_Sumber_

Saat kondektur datang, saya segera membayar dengan 20 Hryvnia yang telah saya persiapkan. Saya acungkan ‘salam dua jari’, kode victory atau apalah namanya, kepada kondektur—seorang wanita usia 60-an tahun, untuk mengatakan saya bayar untuk berdua. Diulurkannya empat keping mata uang pecahan 1 Hryvnia sebagai kembalian, lalu diberikannya dua lembar tiket kecil. Ukurannya hampir sama dengan tiket bus Damri di Kota Bandung pada era 1990-an, hanya kertasnya jauh lebih baik.

Пожалуйста, помогите там,” kata dia, menunjuk sebentuk paku yang menempel di tiang besi pegangan bus. Karena sebelumnya Alan sudah bercerita, mudah saja saya lakukan instruksi itu. Saya masukkan tiket yang sudah dibolongi itu ke dalam saku. Bukan buat jaga-jaga ada pemeriksaan, seperti kata Alan. Ini sih buat kenang-kenangan, dan memang saya simpan rapi.       

Meski tujuan kami adalah Maidan Square, tempat terjadinya Revolusi Euromaidan pada 2014 lalu, karena kami harus turun transit di Halte Olimpiyskiy, kami pun mengunjungi Stadium Olimpiyskiy meski sebentar. Hanya agar teman saya Amir bisa berfoto-foto. He he…

Di sekitar stadion besar di tengah kota itu, memang ada stasiun Metro. Kami pun turun ke stasiun bawah tanah lewat escalator yang jalannya akan terasa sangat cepat untuk ukuran orang kita. Di loket saya membayar 20 Hryvnia untuk dua token plastik kecil dan ringan yang akan jadi pembuka pintu menuju peron. Oh ya, ad acara antre yang menarik di Kyiv. Meski Anda datang berempat, misalnya, tak boleh Anda sendirian yang mengantre. Harus keempat anggota rombongan, meski akhirnya hanya Anda sendiri yang membeli dan membayar untuk empat tiket itu. Kembali, saya mendapatkan kembalian empat Hryvnia. 

Para pelancong menikmati sore di St Michael Square

Benar kata Alan, Metro Kyiv memang mengesankan. Tak hanya jauh sangat dalam, dinding sepanjang selasar dan jalur metro pun penuh dengan mural-mural yang artistik. Bahkan di Stasiun Zoloti Vorota—tempat saya terguling koprol di eskalator curam 40-an derajat sepanjang 100 meter gara-gara pusing, terdapat lukisan-lukisan mozaik yang menggambarkan sejarah moyang orang-orang Kyiv, Kerajaan Kievan Rus. Konon seluruhnya ada  80 lukisan, saya menikmati sekitar lima atau enam di antaranya langkah-langkah perjalanan sebelum naik metro.

_Perintah Tugas_
Jawablah pertanyaan berikut berdasarkan kisah perjalanan di Kyiv di atas.
1. Berapa keping uang 1 Hryvnia yang diterima sebagai kembalian dari kondektur bus?
2. Di halte mana rombongan harus turun untuk transit?
3. Berapa jumlah seluruh lukisan mozaik di Stasiun Zoloti Vorota menurut kisah perjalanan itu?

_Baris Data_
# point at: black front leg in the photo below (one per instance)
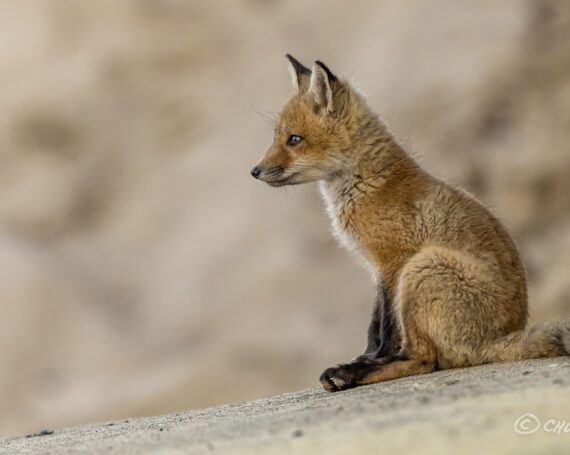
(381, 339)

_Hasil_
1. Empat keping.
2. Halte Olimpiyskiy.
3. Konon ada 80 lukisan.